3 労働安全衛生規則改正(2024年4月1日施行)【化学物質管理者選任の義務化】
「化学物質管理者」とは、事業現場における化学物質を管理するに際して、技術的事項を管理する担当者ことであるが、
従来はガイドラインによって位置づけられていた。
しかし今回の労働安全衛生規則の改正により、2024年4月1日以降は、リスクアセスメント対象物を扱うすべての事業場において、
化学物質管理者の選任が義務付けられるようになる。
4. 労働基準法施行規則改正(2024年4月1日施行)【労働条件明示のルール・裁量労働制の見直し】
(1)労働条件明示のルール変更
労働基準法施行規則の改正により、2024年4月1日以降、労働者を雇い入れる場合は交付する「労働条件通知書」に、
以下の記載が義務付けられる。
1.就業場所と従事すべき業務の変更範囲
2.更新上限の有無および内容
3.無期転換申込権が発生する更新のタイミングごとに無期転換を申し込むことができる旨の記載
4.無期転換申込権が発生する更新のタイミングごとに無期転換後の労働条件の記載
労働条件はより明確に記載することが求められる!

▶ [エントリ一覧]:
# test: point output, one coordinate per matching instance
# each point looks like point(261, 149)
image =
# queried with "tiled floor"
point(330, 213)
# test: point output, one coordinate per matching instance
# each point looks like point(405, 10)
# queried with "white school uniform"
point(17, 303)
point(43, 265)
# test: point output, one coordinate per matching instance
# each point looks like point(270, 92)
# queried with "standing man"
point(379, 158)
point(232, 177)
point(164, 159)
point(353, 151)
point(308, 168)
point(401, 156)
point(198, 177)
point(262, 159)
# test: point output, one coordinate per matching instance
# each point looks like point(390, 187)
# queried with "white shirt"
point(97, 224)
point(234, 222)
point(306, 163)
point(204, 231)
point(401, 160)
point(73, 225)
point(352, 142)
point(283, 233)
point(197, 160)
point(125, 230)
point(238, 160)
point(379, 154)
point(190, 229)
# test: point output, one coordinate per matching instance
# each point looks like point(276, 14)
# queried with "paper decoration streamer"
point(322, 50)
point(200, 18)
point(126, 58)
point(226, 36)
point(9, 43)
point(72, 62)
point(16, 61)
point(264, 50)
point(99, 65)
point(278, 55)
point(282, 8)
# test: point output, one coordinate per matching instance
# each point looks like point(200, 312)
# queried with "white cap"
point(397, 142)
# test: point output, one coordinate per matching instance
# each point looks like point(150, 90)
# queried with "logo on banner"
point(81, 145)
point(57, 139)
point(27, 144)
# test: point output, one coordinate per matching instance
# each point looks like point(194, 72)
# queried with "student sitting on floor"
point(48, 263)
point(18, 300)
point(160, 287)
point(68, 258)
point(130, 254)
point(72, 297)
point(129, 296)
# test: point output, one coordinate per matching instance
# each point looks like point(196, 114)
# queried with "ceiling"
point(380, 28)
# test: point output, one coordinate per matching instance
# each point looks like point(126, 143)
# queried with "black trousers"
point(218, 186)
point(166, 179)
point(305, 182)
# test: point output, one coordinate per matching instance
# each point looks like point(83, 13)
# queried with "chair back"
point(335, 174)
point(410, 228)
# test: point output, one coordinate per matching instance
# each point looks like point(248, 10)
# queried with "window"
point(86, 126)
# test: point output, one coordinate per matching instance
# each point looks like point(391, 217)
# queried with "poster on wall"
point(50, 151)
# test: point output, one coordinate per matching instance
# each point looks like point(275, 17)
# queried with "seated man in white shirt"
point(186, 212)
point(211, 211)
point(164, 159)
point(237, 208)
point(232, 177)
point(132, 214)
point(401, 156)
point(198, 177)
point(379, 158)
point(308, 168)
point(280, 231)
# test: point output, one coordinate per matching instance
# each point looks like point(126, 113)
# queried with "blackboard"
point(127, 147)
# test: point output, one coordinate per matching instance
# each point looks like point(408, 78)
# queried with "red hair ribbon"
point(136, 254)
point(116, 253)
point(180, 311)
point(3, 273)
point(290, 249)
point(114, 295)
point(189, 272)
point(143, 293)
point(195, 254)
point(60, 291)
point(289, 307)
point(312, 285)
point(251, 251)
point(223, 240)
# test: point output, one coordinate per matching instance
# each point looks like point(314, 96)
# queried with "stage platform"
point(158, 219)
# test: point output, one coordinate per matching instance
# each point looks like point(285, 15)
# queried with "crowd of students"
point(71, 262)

▶ [課題]:
• 1. 学習用本文について、次の問いに答えよ。
(a) 化学物質管理者は、従来は何によって位置づけられていたか。
(b) 2024年4月1日以降、化学物質管理者の選任が義務付けられるのはどのような事業場か。
(c) 労働条件通知書への記載が義務付けられる事項のうち、1番目に挙げられているものは何か。
• 2. 学習用本文の「しかし今回の労働安全衛生規則」から「労働条件はより明確に記載することが求められる!」までを、そのまま書き写せ。

▶ [解答]:
• 1.
(a) ガイドライン
(b) リスクアセスメント対象物を扱うすべての事業場
(c) 就業場所と従事すべき業務の変更範囲

• 2.
しかし今回の労働安全衛生規則の改正により、2024年4月1日以降は、リスクアセスメント対象物を扱うすべての事業場において、
化学物質管理者の選任が義務付けられるようになる。
4. 労働基準法施行規則改正(2024年4月1日施行)【労働条件明示のルール・裁量労働制の見直し】
(1)労働条件明示のルール変更
労働基準法施行規則の改正により、2024年4月1日以降、労働者を雇い入れる場合は交付する「労働条件通知書」に、
以下の記載が義務付けられる。
1.就業場所と従事すべき業務の変更範囲
2.更新上限の有無および内容
3.無期転換申込権が発生する更新のタイミングごとに無期転換を申し込むことができる旨の記載
4.無期転換申込権が発生する更新のタイミングごとに無期転換後の労働条件の記載
労働条件はより明確に記載することが求められる!